* [DATA PROVIDED]
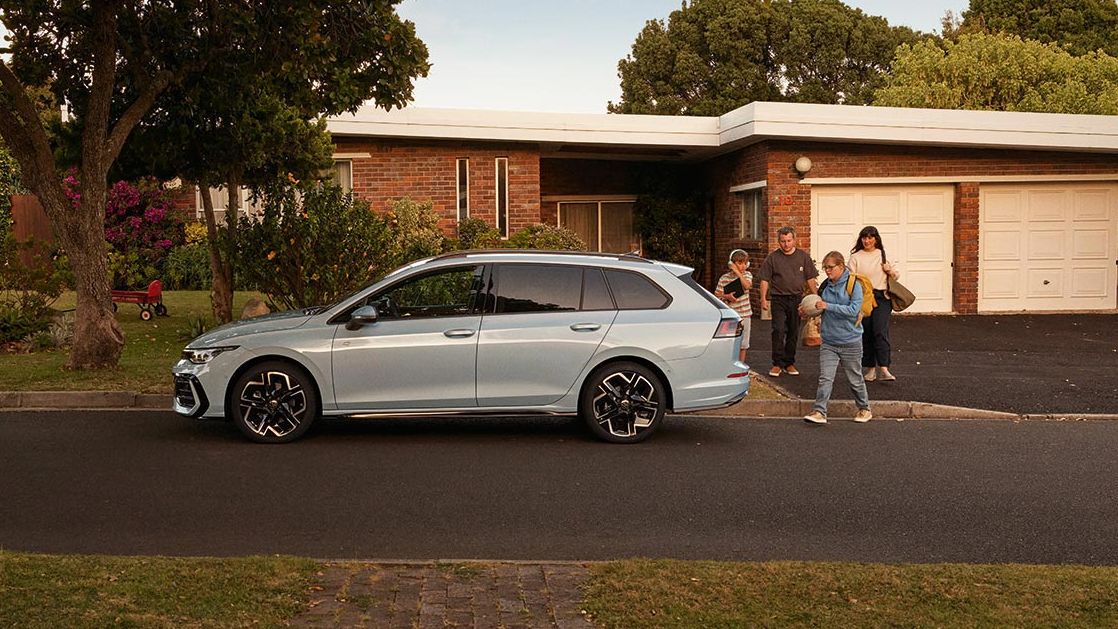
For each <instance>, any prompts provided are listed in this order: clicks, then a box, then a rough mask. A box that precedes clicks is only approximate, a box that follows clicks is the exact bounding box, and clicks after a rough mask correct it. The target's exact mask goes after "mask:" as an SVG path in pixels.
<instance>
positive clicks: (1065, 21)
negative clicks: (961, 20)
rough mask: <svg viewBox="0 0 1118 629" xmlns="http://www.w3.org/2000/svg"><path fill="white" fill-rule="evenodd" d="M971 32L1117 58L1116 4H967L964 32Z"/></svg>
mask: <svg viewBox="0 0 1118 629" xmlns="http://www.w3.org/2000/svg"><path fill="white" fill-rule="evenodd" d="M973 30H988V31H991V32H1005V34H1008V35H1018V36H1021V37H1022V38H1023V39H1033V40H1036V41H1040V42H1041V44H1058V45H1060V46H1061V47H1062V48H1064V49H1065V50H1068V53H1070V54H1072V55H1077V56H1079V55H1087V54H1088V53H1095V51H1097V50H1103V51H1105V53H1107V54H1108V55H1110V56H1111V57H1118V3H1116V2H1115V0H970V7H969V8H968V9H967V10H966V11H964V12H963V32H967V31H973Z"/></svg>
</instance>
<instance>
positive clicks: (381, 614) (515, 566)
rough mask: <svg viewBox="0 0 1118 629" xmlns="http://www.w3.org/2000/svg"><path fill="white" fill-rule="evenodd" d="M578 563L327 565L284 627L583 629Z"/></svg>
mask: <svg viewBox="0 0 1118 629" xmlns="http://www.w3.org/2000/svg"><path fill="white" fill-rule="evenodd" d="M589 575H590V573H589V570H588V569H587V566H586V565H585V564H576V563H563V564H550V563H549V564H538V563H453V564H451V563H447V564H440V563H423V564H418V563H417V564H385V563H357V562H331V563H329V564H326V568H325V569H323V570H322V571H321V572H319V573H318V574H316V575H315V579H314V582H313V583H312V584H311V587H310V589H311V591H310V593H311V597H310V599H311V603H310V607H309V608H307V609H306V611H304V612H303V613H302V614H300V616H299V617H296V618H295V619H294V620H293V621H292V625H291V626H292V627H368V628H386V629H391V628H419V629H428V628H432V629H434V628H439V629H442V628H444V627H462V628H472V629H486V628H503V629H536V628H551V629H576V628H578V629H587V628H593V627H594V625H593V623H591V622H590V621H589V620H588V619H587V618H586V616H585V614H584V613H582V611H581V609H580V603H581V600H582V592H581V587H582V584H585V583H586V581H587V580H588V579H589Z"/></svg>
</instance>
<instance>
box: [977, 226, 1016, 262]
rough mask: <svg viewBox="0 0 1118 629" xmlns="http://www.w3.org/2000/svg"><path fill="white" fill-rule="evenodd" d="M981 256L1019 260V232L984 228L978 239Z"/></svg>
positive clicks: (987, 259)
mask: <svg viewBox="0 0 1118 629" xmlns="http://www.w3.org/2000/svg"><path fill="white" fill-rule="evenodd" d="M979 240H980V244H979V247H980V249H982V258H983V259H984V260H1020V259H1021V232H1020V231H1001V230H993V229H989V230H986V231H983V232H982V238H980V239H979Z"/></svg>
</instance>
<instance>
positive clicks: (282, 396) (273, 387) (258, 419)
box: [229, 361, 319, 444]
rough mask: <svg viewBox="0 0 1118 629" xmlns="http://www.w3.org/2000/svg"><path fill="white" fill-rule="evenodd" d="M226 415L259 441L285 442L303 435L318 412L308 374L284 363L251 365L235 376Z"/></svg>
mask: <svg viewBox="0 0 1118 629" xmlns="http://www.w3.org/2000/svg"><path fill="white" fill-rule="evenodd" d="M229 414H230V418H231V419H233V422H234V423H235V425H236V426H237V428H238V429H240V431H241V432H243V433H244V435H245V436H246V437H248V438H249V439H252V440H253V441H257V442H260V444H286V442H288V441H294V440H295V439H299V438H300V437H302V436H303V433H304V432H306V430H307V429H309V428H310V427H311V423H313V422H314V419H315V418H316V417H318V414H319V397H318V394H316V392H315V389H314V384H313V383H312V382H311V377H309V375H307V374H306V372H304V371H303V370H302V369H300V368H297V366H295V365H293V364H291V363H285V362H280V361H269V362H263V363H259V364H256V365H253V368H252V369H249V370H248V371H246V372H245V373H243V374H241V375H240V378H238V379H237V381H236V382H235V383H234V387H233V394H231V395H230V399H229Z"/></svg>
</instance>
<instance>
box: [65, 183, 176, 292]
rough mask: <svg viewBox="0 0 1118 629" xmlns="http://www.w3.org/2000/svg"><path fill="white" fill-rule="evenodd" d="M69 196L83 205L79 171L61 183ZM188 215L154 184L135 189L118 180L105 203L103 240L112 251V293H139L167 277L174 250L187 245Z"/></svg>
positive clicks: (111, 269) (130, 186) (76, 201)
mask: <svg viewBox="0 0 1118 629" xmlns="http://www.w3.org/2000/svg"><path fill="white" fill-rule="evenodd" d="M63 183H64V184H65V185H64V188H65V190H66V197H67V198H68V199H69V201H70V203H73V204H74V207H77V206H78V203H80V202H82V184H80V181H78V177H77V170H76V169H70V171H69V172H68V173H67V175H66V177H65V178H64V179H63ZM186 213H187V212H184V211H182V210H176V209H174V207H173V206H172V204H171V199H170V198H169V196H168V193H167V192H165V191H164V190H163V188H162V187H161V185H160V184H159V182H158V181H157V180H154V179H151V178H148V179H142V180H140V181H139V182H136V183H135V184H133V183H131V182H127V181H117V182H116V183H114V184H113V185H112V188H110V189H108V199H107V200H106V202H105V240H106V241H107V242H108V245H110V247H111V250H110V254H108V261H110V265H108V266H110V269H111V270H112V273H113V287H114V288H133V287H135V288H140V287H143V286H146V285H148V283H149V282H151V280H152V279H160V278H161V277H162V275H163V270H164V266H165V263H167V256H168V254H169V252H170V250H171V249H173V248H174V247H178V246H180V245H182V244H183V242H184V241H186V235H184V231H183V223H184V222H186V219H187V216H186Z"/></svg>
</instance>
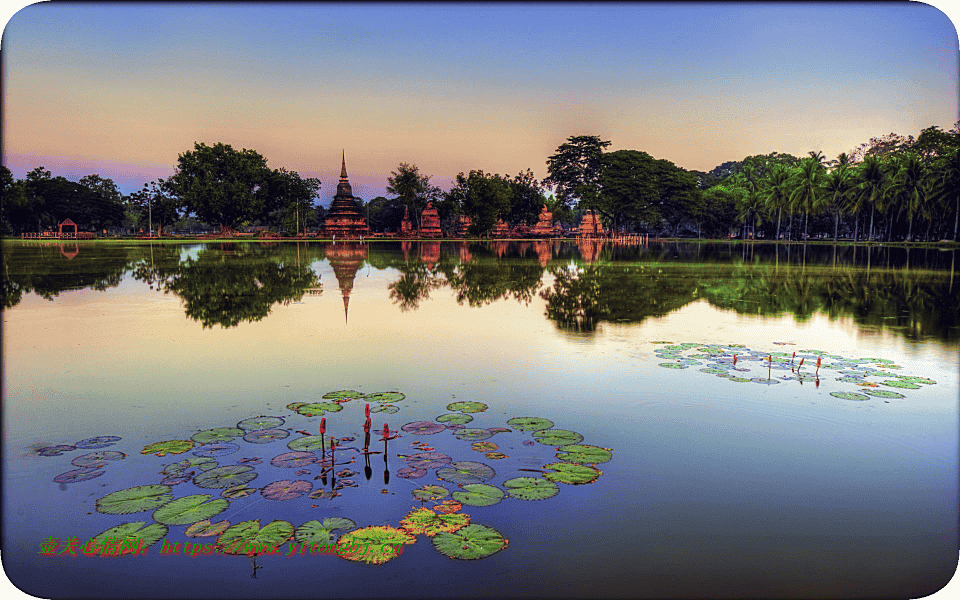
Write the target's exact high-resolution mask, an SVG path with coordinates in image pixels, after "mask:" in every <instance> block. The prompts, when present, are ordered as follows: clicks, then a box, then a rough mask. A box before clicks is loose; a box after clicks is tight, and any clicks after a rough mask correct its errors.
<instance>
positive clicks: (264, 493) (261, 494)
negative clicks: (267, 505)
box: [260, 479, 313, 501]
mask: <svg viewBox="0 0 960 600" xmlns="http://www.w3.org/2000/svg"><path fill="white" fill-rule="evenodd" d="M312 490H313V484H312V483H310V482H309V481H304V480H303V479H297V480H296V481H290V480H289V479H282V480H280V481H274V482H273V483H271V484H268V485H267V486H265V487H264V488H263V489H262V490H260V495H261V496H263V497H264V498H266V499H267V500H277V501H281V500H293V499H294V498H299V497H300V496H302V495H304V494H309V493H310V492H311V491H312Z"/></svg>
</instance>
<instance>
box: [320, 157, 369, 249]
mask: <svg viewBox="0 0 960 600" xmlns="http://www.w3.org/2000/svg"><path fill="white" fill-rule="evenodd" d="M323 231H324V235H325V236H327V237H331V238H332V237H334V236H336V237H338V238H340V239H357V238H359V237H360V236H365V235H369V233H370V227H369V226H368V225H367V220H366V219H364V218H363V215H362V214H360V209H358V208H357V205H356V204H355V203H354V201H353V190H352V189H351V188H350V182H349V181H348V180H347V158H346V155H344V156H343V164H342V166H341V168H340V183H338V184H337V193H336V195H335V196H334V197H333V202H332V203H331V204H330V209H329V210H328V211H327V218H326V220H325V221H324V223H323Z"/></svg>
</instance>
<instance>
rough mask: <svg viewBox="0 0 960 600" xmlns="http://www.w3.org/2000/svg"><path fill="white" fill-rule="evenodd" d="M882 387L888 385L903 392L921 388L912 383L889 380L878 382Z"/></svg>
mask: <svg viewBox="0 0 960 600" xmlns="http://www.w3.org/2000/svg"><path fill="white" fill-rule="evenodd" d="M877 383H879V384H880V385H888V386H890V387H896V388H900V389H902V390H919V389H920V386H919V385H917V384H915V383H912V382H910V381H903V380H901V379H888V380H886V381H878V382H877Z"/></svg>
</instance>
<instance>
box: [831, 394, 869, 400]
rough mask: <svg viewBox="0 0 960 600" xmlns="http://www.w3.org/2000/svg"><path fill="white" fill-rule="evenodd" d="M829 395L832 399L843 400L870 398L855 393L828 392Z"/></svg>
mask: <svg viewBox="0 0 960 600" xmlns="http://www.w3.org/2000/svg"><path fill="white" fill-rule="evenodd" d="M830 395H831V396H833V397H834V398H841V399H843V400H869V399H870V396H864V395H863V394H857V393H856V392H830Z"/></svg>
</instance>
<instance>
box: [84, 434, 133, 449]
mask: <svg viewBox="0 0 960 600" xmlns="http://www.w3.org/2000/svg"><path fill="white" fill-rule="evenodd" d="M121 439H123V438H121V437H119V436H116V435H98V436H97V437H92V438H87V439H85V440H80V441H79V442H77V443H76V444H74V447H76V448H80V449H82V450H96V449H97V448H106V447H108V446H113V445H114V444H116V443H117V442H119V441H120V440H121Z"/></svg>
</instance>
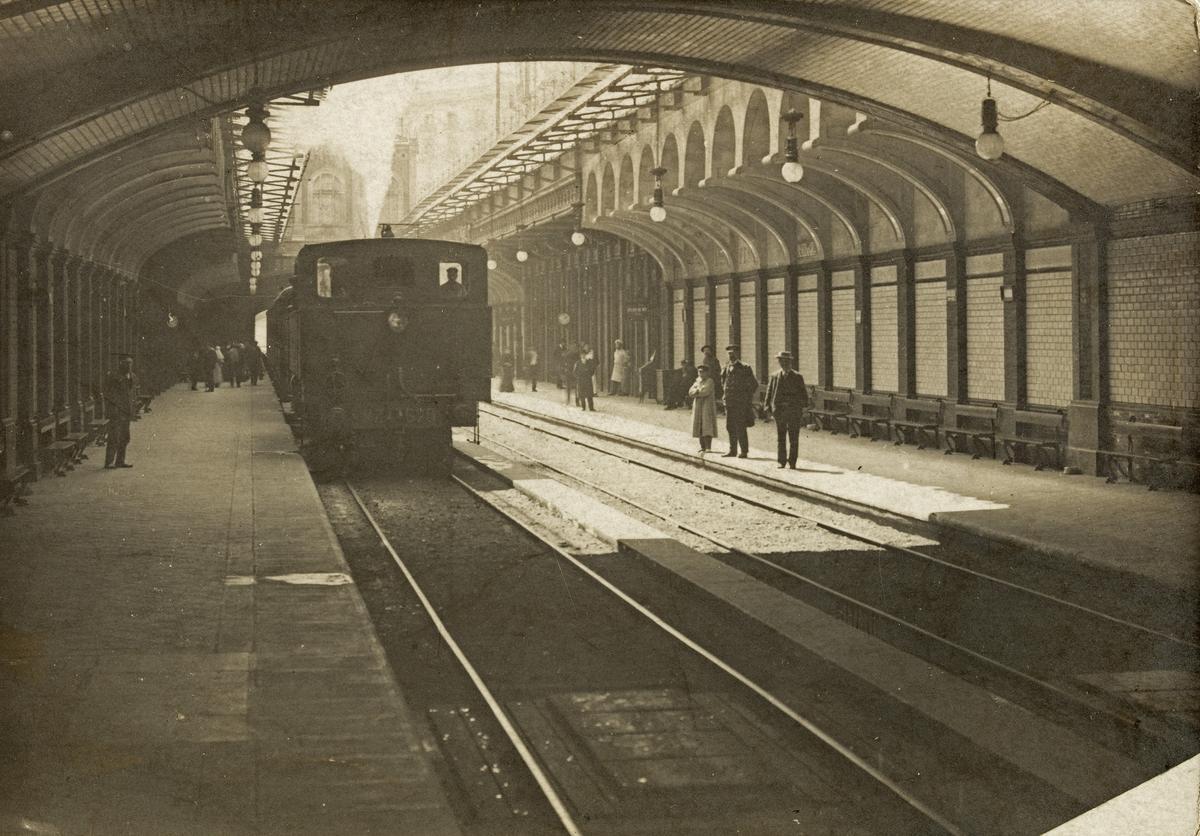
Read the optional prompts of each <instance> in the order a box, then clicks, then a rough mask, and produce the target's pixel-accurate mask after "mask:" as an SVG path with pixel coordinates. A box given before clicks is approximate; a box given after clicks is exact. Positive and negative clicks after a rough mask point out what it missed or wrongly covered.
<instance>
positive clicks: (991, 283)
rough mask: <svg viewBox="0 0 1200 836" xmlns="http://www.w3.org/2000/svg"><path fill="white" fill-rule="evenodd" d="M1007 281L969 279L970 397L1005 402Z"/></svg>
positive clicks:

* [PROBLEM REQUIREMENTS] From the data above, copy out every line that contains the word "each".

* [WRITTEN SOLUTION]
For each <instance>, any prompts provided are listed in this order: clicks, then a box, then a rough mask. A box that precedes clicks is only approximate, a box that follows clicks is the exact bounding box, and clicks after a rough mask correct it. The target's exact mask goes after "mask:" as an SVG path in pixels.
Read the optional prompts of each <instance> in the order a box, then clicks, then a rough mask, and produce the target's pixel-accurate mask after "mask:" as an SVG path with pixel coordinates. A box given before clicks is approximate; a box given after clicks is exact. Positive and negative clicks after a rough mask point out what it missed or wrongly covered.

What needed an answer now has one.